SELECTED EXCERPT ▸

· · · · ·

Johnson said that when nursing homes cannot reach an arrangement with their local health departments on testing, they have been forced to seek out deals with expensive out-of-state labs. The alternative is not knowing if the virus has arrived or if it’s already passing from person to person, she said.
“We’re asking for widespread testing,” Johnson said. “This is a virus that can be asymptomatic for a period of time, so you need to be checking everyone in the facility — residents and staff — on a regular basis. It can spread like wildfire once it gets in there.”
Four sites opening for nursing home patients with COVID-19
The state Department of Public Health has taken steps in recent days to relieve the pressure on nursing homes in two areas: beds and staff.
To help nursing homes relocate residents sickened by COVID-19, the state is in the process of opening four dedicated “alternative sites,” three of them in Louisville and one in Winchester, with 100 beds between them. These will be portions of existing care facilities that will be entirely cordoned off, with their own entrances and staff, dedicated to coronavirus patients from nursing homes.
Residents who are sickened will transfer first to a hospital for acute care and then to one of the alternative sites, under the plan. They will not return to their original nursing home until they are well again and test negative for the virus.
On staffing, federal and state regulatory officials temporarily have waived certain training requirements for personal care attendants “to address work increases and staffing shortages caused by the COVID-19 pandemic.” In extreme cases, such as River’s Bend Retirement Community in Lyon County, where a viral outbreak is sickening residents, the Department of Public Health dispatched a small team of medical students to assist the facility’s overtaxed staff, Commissioner Steven Stack said Thursday.
Nursing homes still accepting new patients
One unresolved problem is how tightly nursing homes should lock their front doors.
Beshear ordered the facilities closed to almost all visitors a month ago. Only essential staff members are supposed to be coming and going.

· · · · ·

REQUIRED ACTION 1 ▸
In the nursing home passage, how many beds will the four alternative sites have in total?
REQUIRED ACTION 2 ▸
Please pick up the nursing home passage right after its last sentence and continue it.
None of the lines are used in this work.

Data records
· · · · ·

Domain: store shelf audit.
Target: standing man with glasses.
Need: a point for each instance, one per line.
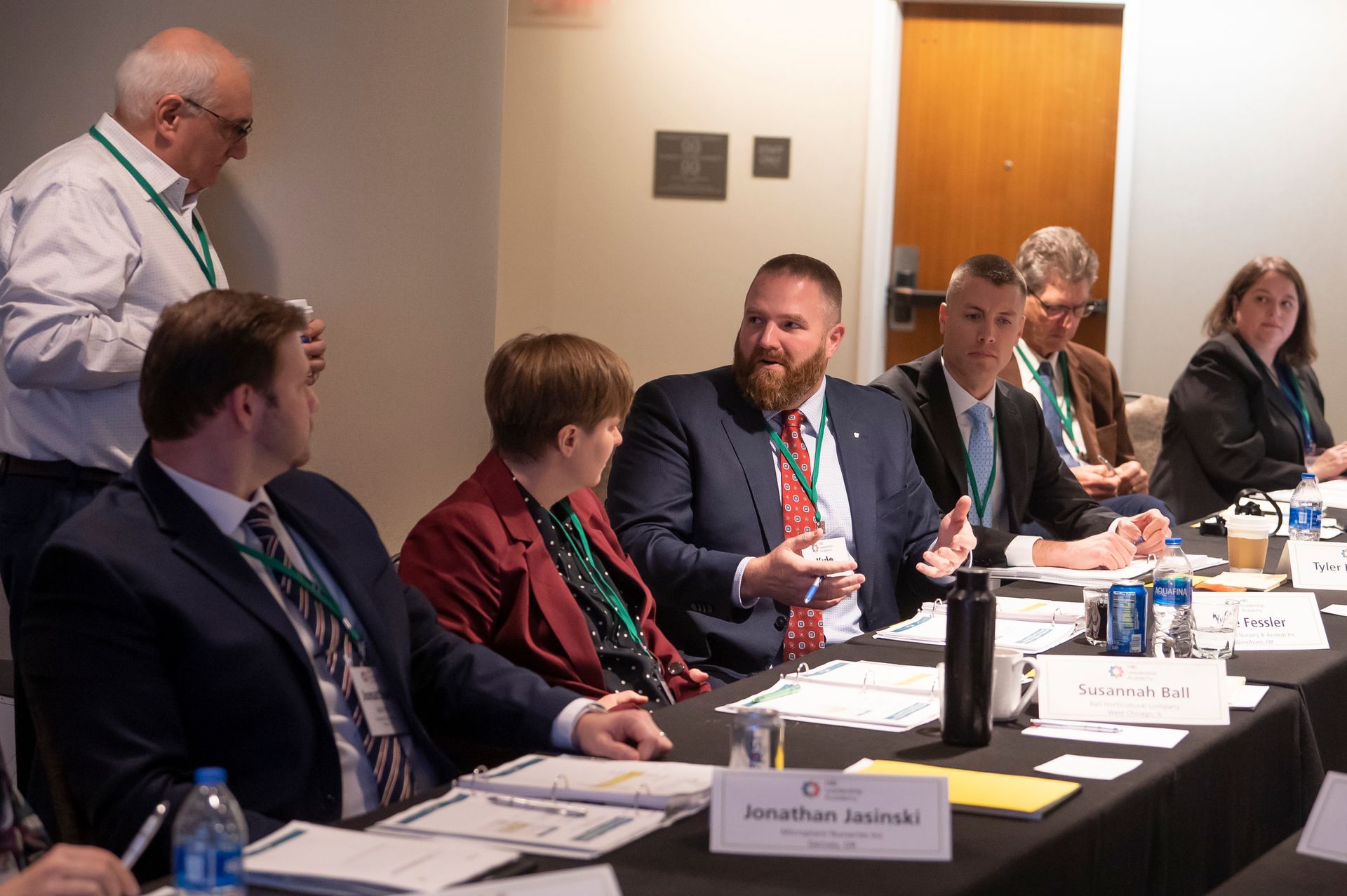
(1077, 387)
(96, 239)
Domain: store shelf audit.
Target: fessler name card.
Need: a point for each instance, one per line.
(1319, 565)
(1285, 622)
(830, 814)
(1133, 690)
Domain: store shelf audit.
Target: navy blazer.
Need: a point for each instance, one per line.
(694, 490)
(1229, 426)
(152, 648)
(1038, 484)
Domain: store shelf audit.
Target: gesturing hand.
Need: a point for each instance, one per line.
(953, 544)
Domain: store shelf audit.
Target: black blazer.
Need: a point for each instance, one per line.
(1229, 426)
(152, 648)
(1038, 484)
(692, 492)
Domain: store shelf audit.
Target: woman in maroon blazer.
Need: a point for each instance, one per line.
(522, 556)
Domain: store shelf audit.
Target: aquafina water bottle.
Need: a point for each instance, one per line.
(208, 840)
(1307, 509)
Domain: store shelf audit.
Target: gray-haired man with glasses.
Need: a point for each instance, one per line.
(96, 239)
(1075, 386)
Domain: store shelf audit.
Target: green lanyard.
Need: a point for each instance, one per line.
(818, 457)
(981, 497)
(1300, 406)
(1050, 394)
(589, 566)
(203, 259)
(317, 589)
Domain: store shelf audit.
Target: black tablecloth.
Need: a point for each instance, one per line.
(1285, 869)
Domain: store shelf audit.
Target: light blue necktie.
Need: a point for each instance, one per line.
(1050, 417)
(981, 456)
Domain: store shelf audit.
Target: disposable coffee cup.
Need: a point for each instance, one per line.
(1246, 538)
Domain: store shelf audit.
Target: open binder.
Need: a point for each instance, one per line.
(883, 697)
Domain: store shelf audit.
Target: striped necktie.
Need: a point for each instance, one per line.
(392, 771)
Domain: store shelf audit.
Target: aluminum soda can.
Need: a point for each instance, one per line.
(1129, 612)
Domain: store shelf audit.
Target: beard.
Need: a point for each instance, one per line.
(783, 389)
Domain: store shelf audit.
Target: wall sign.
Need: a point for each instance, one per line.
(690, 166)
(771, 156)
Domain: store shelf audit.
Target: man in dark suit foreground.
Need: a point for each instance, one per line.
(981, 436)
(216, 607)
(726, 479)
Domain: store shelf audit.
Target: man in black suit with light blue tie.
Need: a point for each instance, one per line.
(726, 479)
(217, 607)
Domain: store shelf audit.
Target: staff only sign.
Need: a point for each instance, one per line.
(1117, 689)
(829, 813)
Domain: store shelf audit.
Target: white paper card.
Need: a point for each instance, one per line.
(380, 720)
(1125, 735)
(596, 880)
(827, 550)
(830, 814)
(1326, 831)
(1137, 690)
(1318, 565)
(1094, 767)
(1281, 622)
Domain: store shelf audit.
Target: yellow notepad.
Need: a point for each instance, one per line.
(984, 793)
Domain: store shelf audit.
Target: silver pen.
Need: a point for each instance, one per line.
(1077, 727)
(539, 805)
(146, 834)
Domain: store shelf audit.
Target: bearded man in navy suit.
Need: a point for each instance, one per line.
(709, 461)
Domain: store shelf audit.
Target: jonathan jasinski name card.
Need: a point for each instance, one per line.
(1133, 690)
(1318, 565)
(830, 814)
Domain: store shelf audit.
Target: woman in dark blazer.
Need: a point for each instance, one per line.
(522, 556)
(1247, 411)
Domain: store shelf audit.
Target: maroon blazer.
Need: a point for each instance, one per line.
(483, 563)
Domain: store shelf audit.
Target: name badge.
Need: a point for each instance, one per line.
(379, 716)
(1319, 565)
(1326, 831)
(830, 814)
(829, 550)
(1118, 689)
(1285, 622)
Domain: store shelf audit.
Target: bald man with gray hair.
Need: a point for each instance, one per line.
(96, 239)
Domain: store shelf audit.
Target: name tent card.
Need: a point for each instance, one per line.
(830, 814)
(1284, 622)
(1137, 690)
(1318, 565)
(1326, 831)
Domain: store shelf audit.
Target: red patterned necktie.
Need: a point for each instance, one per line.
(805, 632)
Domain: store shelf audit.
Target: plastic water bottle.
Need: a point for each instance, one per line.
(1172, 604)
(1307, 509)
(208, 840)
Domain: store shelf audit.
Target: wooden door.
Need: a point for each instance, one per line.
(1008, 121)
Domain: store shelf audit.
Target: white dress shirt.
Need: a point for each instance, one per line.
(86, 265)
(360, 791)
(1075, 442)
(843, 620)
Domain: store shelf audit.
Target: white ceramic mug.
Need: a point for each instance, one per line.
(1008, 666)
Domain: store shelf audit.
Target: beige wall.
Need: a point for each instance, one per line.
(587, 247)
(370, 189)
(1238, 152)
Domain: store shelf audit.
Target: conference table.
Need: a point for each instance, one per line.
(1184, 821)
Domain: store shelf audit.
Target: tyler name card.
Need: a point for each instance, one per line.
(1133, 690)
(830, 814)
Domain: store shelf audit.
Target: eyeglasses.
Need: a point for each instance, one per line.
(1057, 310)
(239, 130)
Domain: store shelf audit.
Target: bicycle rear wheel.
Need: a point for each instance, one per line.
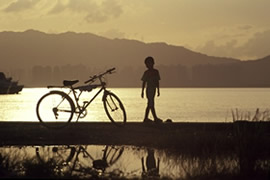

· · · · ·

ANSWER SPACE 1 ▸
100 beds.

ANSWER SPACE 2 ▸
But the Kentucky Cabinet for Health and Family Services “has communicated that it is absolutely imperative during this time that facilities continue to accept admissions from the community and transfers (from hospitals) in order to keep acute beds open for those who absolutely need them,” Johnson’s organization tells its members on its website.
The problem is, every new arrival during a pandemic could be carrying the virus, Johnson said. It’s impossible to know for certain without universal testing. Her group advises members to screen newly admitted residents as they would anyone else, checking for fever and other symptoms, but that’s not a foolproof system, she acknowledged.
Culp related a story from recent days: A male resident of a Western Kentucky nursing home fell, broke his hip and was admitted to the local hospital. After a brief hospitalization and a short period in a rehabilitation center, the man tried to return to his nursing home. But the facility blocked his return because the rehab center had had a positive coronavirus case, she said.
“Some facilities are saying they don’t want to take someone who is positive or who may have been exposed to someone who is positive,” Culp said. “I suppose you could try testing people before you take them, but in reality, they’ve not been able to test anyone unless they’re already showing symptoms.”